## Written problem 1
Reproduce the records verbatim, starting at the line containing "Could you tell me where the dry grassland" and ending at the line containing "[45,38,48,62]", both included.

## Document section

┌──

They're very beautiful. And don't be offended. You didn't see the other thread. We've just had a lot of discussion on here recently about the dangers of having them outside without a harness and would hate for anything to happen to your birds. I had one get away and her wings were clipped and she showed no interest in flying before. One day she went straight over the fence and there was no wind. They're birds and their instinct is to fly. Luckily I got her back but it scared me enough to learn my lesson. They are very cute.


----------



## Renae (Feb 9, 2008)

Next time, please add a warning to your post. I don't want members seeing this and thinking everyone can do it without knowing the risks.


----------



## birdluv (Jul 31, 2007)

Your tiels are gorgeous.


----------



## MeanneyFids (Aug 24, 2010)

└──

## Written problem 2
Name every forum user whose post header appears in the forum thread.

## Input records
┌──

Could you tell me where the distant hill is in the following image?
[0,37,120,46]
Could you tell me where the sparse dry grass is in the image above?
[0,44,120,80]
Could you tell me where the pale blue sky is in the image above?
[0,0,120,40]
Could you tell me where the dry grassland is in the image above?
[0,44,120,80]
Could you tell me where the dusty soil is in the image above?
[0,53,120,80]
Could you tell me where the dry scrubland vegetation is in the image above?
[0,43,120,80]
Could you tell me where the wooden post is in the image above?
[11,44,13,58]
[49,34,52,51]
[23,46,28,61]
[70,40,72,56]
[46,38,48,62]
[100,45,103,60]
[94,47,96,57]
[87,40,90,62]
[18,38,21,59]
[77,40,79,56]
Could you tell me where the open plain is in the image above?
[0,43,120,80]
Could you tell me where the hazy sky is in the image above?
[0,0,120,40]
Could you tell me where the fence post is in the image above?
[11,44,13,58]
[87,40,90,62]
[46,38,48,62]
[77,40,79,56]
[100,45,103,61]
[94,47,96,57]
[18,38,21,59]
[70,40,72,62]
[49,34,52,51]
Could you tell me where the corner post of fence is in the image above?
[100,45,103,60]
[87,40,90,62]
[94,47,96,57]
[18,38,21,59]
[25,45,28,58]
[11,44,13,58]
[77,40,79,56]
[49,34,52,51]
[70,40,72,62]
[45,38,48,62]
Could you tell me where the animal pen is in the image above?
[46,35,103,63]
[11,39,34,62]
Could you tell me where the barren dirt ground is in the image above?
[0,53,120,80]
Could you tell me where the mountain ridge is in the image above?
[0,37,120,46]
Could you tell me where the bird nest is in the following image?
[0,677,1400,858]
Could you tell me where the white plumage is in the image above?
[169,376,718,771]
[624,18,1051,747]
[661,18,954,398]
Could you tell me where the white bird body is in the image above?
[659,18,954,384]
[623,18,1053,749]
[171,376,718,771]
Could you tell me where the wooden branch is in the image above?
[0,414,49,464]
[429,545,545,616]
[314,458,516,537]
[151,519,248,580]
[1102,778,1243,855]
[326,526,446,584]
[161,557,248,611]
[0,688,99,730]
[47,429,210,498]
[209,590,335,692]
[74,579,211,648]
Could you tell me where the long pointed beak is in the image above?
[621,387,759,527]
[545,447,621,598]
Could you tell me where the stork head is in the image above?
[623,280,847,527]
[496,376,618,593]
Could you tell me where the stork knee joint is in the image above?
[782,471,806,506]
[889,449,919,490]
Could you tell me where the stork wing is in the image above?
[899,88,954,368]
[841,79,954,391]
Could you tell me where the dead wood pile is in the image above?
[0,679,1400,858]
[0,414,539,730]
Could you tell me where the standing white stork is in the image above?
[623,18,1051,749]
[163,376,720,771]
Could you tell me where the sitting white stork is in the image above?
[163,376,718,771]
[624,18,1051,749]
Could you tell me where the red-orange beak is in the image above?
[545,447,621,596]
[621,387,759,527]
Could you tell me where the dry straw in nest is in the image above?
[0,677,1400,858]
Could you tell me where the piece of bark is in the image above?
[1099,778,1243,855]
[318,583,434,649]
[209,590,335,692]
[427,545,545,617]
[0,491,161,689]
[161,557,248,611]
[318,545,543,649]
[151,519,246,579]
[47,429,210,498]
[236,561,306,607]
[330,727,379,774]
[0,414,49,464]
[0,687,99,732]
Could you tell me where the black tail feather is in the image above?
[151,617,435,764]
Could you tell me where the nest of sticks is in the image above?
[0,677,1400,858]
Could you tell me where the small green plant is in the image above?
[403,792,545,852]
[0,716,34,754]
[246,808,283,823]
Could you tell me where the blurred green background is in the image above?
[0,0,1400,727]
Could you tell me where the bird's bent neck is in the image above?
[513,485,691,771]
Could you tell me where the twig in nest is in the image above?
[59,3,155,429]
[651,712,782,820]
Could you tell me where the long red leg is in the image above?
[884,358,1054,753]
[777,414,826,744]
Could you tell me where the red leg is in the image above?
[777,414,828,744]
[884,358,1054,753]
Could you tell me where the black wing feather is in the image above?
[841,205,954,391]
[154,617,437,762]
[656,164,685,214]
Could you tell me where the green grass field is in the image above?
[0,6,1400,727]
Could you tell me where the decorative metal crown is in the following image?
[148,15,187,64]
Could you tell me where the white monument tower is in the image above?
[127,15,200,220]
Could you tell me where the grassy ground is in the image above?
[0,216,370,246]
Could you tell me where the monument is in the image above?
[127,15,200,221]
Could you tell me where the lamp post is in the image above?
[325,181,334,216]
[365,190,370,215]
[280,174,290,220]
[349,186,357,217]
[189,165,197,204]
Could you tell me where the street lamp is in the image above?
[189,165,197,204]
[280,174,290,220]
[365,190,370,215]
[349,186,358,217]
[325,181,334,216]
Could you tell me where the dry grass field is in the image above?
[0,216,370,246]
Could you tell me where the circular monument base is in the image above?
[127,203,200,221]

└──
┌──

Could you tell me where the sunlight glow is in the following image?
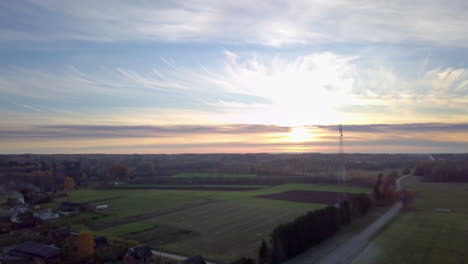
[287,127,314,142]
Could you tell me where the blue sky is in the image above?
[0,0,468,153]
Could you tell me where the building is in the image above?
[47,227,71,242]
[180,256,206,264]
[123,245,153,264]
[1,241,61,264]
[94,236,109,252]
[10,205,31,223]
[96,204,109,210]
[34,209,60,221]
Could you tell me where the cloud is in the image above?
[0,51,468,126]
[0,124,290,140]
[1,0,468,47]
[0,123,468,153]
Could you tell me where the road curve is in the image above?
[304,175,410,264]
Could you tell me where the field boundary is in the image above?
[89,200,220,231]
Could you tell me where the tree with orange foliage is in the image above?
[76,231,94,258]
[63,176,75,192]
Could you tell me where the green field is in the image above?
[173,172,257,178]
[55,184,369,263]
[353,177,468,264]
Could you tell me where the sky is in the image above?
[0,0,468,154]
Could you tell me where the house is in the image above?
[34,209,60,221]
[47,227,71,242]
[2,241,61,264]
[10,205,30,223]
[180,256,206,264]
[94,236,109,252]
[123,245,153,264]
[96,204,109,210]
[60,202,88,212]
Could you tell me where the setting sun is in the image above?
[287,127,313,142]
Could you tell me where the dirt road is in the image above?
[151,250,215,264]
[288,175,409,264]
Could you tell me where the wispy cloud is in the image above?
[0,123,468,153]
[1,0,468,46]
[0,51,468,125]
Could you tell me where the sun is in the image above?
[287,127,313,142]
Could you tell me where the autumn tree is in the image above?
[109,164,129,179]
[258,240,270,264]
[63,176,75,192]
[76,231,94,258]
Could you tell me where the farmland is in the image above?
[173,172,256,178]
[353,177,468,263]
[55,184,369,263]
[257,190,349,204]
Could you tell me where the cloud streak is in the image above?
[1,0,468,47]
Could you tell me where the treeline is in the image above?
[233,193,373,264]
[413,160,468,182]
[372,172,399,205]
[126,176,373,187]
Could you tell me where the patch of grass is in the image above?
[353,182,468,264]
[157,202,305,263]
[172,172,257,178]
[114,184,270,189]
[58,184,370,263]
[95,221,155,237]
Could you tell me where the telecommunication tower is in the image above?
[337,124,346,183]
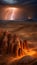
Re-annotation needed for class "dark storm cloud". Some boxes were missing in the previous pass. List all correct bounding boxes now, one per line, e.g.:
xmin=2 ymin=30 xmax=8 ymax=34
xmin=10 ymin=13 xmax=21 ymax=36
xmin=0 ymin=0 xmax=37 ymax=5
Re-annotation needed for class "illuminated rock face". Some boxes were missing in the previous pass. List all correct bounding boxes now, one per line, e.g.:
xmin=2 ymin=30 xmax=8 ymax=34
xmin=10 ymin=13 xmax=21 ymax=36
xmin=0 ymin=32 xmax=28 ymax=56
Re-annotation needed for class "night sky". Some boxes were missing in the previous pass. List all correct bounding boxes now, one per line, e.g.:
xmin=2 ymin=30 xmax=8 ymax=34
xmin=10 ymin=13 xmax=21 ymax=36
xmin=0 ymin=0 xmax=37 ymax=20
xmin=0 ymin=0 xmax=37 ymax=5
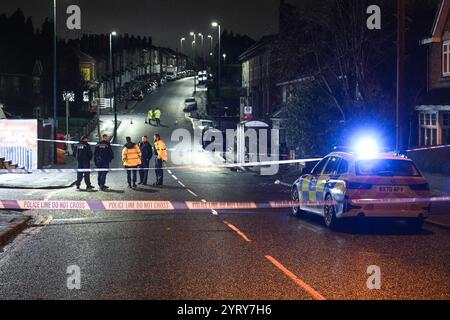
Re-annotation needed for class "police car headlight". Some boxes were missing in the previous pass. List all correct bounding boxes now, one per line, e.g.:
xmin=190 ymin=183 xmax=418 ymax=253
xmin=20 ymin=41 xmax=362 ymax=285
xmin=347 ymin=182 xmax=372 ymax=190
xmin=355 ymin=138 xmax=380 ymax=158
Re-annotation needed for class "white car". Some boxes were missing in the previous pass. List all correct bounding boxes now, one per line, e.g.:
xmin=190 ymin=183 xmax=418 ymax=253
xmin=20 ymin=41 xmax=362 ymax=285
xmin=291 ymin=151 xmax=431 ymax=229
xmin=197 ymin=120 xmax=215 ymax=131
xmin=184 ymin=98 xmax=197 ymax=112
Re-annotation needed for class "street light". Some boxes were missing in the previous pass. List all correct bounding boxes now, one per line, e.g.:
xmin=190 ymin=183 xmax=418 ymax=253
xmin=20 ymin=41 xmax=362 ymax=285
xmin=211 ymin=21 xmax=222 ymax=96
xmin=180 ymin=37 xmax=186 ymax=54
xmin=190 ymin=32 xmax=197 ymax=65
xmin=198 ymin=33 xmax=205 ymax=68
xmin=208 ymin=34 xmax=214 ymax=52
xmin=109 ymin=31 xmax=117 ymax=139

└──

## Reply 1
Could you tell me where the dry grassland is in the image above?
[0,44,120,80]
Could you tell me where the dusty soil is in the image above?
[0,53,120,80]
Could you tell me where the dry scrubland vegetation is in the image above?
[0,43,120,80]
Could you tell me where the wooden post is in the image above?
[11,44,13,58]
[49,34,52,51]
[23,46,28,61]
[70,40,72,56]
[46,38,48,62]
[100,45,103,60]
[94,47,96,57]
[87,40,90,62]
[18,38,21,59]
[77,40,79,56]
Could you tell me where the open plain is in the image above?
[0,43,120,80]
Could you tell me where the hazy sky is in the image above?
[0,0,120,40]
Could you tell me where the fence post is in the image above?
[11,44,13,58]
[87,40,90,62]
[46,38,48,62]
[77,40,79,56]
[100,45,103,61]
[94,47,96,57]
[18,38,21,59]
[70,40,72,62]
[49,34,52,51]
Could you tell me where the corner post of fence is in the image above?
[100,45,103,60]
[87,40,90,62]
[94,47,96,57]
[18,38,21,59]
[25,45,28,58]
[11,44,13,58]
[77,40,79,56]
[49,34,52,51]
[70,40,72,62]
[45,38,48,62]

## Reply 2
Renae
birdluv
MeanneyFids